::: Given records :::
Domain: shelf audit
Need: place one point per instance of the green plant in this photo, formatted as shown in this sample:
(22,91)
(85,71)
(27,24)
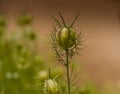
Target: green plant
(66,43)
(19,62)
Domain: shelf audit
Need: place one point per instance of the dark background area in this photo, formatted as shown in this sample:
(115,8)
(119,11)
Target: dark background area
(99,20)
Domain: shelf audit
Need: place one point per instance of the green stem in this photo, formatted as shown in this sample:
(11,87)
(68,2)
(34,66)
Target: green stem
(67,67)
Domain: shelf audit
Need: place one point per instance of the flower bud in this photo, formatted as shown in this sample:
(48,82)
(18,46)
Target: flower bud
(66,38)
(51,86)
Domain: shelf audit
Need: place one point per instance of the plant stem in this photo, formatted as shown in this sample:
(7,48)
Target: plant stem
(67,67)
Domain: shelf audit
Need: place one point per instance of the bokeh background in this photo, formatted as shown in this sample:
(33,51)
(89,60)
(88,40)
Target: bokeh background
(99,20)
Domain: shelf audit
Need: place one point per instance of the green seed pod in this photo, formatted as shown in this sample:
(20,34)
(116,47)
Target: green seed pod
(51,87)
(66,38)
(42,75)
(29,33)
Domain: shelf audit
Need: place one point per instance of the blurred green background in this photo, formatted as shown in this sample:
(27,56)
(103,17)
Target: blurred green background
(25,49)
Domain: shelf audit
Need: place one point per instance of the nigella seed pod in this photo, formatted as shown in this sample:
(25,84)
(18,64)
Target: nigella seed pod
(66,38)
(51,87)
:::
::: Given records :::
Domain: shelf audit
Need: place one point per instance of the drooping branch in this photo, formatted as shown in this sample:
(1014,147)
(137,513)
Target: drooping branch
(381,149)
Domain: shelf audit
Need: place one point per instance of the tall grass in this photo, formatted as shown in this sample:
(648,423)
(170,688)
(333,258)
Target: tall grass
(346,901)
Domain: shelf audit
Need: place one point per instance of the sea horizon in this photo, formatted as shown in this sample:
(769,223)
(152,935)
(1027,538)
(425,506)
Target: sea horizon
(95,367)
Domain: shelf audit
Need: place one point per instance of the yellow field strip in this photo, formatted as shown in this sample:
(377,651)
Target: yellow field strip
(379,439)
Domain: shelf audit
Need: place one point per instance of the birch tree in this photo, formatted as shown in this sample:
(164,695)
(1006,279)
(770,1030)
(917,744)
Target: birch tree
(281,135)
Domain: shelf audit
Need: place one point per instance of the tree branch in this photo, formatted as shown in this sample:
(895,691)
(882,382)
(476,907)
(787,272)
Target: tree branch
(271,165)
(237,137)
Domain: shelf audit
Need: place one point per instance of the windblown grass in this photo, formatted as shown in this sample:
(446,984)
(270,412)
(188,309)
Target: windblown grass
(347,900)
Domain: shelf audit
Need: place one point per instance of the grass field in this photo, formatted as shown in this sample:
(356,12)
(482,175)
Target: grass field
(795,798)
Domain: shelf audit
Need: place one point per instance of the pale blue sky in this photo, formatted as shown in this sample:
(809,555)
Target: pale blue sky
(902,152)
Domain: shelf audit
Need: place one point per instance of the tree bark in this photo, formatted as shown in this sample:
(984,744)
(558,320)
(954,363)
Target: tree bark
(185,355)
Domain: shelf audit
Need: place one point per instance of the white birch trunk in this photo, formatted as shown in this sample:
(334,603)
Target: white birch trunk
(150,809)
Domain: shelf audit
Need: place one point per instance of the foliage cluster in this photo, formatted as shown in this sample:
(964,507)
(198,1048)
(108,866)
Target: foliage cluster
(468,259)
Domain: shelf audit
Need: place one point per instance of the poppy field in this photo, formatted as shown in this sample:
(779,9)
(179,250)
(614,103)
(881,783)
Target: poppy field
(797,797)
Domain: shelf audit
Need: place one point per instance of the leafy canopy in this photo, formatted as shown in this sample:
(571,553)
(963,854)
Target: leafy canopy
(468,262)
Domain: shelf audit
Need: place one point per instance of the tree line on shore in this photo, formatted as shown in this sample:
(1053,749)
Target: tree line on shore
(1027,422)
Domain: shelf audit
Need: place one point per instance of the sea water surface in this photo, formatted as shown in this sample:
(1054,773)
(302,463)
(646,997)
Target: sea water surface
:::
= Stated goal =
Count the lines in the material above that contain the string "dark", treating uppercase and lowercase as different. Reply with the number alone.

= Correct result =
2